*Job 1*.
Identify every line among the entries below that contains the string "shirt", and copy each such line in full. Case counts.
----
6 Common Mistakes to Avoid During Periodic Inspection and Testing

Tags: Fixed Wire Testing,
Date: Thu 09 Jun 2016

Periodic Inspection & Testing is a legal requirement therefore getting it right is crucial. However mistakes can be made

Periodic Inspection and Testing involves testing the electrical services and systems that conduct electricity around a building. You may have heard Periodic Testing referred to as Fixed Wire Testing.

The frequency of testing and inspections will vary depending on the type of installation. For instance, for educational establishments the maximum period between inspections and testing is 5 years whereas for leisure complexes it's 3 years.

This type of electrical testing is a legal requirement and therefore getting it right is crucial. We are all human however and mistakes can be made. Here are the 6 most common mistakes that can be avoided during Periodic Inspection and Testing:

1. Make Sure the Cable Size Is Correct

Making sure cable sizes are correct when carrying out Periodic Testing and Inspection is crucial. An inspector could assess a cable size incorrectly which in turn could make the protective device unsuitable. An unsuitable protective device could enable a cable to carry more load than it's capable of, this causes the cable to melt and it is a common cause of electrical fires.
----
*Job 2*.
Switch "leisure complexes" to "sports centers" and reproduce the article on periodic inspection and testing between "Tags: Fixed Wire" and "it's 3 years.", inclusive.

*Supplied entries*.
----
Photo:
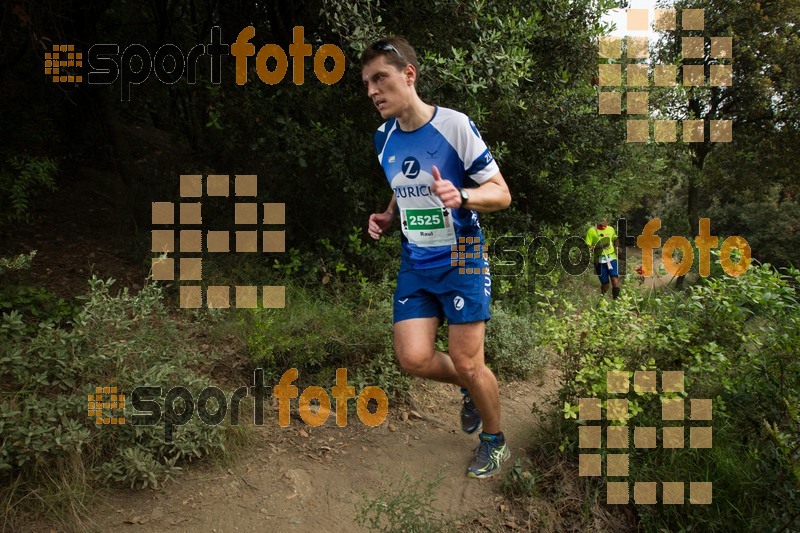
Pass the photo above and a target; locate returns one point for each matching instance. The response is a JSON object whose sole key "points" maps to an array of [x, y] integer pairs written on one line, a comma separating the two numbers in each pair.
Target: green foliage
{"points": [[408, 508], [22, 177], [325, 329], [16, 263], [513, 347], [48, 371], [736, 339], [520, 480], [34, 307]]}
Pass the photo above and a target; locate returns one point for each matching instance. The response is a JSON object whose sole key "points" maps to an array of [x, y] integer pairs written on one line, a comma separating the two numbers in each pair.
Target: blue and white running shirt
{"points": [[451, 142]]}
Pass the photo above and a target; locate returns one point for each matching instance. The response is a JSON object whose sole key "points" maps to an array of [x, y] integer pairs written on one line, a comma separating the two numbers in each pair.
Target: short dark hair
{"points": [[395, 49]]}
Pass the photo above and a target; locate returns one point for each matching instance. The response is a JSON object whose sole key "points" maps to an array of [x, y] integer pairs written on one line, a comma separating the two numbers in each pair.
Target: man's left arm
----
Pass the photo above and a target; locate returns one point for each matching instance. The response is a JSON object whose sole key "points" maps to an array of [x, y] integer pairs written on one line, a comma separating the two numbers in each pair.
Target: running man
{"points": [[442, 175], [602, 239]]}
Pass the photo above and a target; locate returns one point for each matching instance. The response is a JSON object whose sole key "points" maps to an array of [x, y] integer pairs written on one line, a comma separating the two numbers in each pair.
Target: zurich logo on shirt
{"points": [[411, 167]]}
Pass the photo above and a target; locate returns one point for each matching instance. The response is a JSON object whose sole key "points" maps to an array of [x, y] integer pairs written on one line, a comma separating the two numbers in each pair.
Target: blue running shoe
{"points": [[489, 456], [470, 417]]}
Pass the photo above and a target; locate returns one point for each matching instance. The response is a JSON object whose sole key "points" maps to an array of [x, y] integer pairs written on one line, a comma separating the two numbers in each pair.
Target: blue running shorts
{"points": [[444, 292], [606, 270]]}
----
*Exercise result 1*.
Target: blue and white running shirt
Target: zurich logo on shirt

*Exercise result 2*.
Tags: Fixed Wire Testing,
Date: Thu 09 Jun 2016

Periodic Inspection & Testing is a legal requirement therefore getting it right is crucial. However mistakes can be made

Periodic Inspection and Testing involves testing the electrical services and systems that conduct electricity around a building. You may have heard Periodic Testing referred to as Fixed Wire Testing.

The frequency of testing and inspections will vary depending on the type of installation. For instance, for educational establishments the maximum period between inspections and testing is 5 years whereas for sports centers it's 3 years.